→ **WHAT IS ASKED**: Could you rewrite these lines with "dot" swapped for "marker" and everything else left unchanged?

→ **GIVEN RECORDS**:
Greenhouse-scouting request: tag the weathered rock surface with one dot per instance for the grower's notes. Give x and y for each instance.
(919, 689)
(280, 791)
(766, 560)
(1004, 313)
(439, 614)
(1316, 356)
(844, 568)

→ **TASK SOLUTION**:
Greenhouse-scouting request: tag the weathered rock surface with one marker per instance for the grower's notes. Give x and y for each instance.
(919, 689)
(280, 791)
(766, 560)
(1004, 313)
(439, 614)
(1316, 356)
(844, 568)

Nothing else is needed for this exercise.